Please report the number of lines in the entries below that contain "white", with nothing added.

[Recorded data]
==================================================
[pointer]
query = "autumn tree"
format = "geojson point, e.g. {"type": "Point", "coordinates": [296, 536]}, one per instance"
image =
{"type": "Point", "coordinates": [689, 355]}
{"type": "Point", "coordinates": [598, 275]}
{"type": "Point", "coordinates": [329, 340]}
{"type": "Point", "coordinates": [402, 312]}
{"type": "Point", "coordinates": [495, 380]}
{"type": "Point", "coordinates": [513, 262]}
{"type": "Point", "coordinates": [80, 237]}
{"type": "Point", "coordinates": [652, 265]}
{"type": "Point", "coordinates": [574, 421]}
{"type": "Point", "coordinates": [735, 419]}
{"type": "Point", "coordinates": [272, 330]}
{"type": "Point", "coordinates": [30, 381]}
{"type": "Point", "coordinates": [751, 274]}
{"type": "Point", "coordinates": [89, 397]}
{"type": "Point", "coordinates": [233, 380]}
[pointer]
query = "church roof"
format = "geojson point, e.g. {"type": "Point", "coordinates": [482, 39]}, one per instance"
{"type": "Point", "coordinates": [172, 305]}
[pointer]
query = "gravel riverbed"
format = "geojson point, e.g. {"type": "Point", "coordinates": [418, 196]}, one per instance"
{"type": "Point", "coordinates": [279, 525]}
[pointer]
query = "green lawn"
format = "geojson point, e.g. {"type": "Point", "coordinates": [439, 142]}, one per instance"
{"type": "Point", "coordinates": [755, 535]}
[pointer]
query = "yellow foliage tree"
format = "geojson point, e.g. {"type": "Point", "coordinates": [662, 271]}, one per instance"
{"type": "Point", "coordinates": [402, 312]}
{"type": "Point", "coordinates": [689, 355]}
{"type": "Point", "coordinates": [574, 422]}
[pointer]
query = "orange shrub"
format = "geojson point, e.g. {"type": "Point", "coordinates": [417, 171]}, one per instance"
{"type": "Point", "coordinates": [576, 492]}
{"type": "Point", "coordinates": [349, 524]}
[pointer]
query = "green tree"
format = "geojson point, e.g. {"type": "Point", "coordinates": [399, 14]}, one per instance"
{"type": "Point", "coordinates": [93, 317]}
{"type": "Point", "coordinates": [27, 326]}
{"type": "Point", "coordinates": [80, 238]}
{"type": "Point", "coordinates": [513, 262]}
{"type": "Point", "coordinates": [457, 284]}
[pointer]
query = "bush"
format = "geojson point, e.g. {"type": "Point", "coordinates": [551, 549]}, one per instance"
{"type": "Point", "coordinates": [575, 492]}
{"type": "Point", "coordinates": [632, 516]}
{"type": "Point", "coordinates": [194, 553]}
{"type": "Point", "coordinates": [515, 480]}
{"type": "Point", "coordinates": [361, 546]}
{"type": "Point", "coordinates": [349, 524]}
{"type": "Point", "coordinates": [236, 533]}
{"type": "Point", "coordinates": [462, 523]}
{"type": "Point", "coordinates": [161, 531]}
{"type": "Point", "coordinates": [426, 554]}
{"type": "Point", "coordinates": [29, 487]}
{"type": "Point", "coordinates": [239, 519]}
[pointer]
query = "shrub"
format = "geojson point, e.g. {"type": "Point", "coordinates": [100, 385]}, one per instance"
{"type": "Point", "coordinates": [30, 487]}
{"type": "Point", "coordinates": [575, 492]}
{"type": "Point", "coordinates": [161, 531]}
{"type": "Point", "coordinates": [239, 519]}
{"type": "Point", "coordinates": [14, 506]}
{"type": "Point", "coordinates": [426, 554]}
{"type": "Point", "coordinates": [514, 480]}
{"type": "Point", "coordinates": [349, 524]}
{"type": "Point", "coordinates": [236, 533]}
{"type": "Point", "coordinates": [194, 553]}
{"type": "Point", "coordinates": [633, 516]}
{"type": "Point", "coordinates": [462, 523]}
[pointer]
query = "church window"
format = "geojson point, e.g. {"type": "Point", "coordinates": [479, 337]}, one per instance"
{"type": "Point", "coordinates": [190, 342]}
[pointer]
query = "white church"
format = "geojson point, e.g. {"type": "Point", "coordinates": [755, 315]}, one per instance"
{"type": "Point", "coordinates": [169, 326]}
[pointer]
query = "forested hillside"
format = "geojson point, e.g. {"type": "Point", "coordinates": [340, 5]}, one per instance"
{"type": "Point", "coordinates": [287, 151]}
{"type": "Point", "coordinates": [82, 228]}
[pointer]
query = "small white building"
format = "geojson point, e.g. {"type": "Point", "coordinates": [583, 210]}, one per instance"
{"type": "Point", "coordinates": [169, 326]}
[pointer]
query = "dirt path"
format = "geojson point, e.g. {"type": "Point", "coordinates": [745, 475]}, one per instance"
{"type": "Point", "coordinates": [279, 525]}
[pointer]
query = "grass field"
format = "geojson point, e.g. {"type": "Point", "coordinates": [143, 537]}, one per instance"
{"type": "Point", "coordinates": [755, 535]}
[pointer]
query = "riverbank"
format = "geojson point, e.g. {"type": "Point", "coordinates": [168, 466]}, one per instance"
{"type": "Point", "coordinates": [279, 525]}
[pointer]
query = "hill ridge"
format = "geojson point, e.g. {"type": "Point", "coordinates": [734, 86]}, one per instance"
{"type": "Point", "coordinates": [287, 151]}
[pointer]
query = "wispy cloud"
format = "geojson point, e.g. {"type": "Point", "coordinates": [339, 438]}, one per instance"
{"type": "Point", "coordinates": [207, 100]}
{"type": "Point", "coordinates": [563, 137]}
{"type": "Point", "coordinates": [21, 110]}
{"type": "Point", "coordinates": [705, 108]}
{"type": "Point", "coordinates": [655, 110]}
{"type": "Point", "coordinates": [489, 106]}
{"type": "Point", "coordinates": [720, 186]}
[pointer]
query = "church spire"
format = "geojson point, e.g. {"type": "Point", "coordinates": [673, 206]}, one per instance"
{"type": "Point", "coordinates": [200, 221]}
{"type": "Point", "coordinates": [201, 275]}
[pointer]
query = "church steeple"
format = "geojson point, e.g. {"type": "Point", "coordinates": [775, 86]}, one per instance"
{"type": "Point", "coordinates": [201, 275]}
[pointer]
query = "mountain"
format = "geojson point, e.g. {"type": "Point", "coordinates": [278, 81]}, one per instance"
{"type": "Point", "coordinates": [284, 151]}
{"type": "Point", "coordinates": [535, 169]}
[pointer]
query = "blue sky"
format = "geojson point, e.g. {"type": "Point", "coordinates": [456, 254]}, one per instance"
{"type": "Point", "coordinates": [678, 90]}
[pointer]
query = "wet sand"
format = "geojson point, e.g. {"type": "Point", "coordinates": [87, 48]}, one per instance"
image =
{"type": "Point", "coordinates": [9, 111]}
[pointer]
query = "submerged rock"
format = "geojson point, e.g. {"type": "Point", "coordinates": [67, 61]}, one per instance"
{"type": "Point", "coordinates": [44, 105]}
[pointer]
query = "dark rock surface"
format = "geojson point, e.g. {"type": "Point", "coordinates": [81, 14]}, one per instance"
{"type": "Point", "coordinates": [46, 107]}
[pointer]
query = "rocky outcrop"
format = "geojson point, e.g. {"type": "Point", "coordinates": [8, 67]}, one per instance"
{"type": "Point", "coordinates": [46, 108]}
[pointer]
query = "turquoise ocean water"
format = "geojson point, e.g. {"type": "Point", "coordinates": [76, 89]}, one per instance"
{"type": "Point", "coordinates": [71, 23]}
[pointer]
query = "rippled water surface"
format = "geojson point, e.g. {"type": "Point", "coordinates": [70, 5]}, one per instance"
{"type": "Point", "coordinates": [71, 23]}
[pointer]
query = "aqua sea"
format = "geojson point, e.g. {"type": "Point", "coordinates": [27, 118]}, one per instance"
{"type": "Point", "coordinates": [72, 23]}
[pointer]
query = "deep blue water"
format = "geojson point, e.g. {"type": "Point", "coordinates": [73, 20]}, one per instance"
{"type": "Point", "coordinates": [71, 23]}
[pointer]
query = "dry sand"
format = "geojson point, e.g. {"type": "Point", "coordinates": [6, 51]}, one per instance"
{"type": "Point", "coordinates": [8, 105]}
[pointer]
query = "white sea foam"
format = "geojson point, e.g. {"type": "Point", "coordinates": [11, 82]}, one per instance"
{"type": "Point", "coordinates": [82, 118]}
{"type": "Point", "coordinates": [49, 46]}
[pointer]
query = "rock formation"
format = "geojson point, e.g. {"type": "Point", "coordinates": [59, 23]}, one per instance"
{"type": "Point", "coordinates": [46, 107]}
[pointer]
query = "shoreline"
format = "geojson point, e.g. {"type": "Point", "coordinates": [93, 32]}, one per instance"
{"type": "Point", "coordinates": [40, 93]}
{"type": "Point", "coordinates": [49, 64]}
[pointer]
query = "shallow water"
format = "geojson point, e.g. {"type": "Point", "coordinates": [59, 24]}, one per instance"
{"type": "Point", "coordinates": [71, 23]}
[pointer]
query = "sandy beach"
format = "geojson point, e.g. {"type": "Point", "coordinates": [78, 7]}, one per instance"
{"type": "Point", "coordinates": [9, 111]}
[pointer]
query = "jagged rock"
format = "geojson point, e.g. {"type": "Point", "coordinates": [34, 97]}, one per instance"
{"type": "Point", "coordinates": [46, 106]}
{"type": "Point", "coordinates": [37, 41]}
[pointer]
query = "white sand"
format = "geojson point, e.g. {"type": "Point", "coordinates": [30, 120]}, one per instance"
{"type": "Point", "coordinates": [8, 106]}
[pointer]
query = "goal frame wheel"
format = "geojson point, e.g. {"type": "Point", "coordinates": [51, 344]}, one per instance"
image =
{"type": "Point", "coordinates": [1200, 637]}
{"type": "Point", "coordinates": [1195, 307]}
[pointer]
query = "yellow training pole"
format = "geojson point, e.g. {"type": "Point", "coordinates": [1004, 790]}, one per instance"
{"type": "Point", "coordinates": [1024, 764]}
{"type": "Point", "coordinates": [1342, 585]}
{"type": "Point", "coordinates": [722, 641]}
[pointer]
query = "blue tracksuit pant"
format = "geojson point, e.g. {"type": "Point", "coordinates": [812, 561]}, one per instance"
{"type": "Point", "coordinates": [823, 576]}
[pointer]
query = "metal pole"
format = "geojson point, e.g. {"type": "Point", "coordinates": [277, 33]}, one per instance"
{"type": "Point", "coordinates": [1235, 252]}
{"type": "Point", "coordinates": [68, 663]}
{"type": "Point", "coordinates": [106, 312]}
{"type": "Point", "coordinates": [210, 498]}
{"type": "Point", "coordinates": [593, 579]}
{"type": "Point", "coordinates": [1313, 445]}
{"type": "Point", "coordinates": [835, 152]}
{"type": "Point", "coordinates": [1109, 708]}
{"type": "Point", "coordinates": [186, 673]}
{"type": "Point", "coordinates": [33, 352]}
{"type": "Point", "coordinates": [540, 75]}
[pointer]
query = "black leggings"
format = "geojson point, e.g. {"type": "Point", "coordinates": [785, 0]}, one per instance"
==================================================
### Task result
4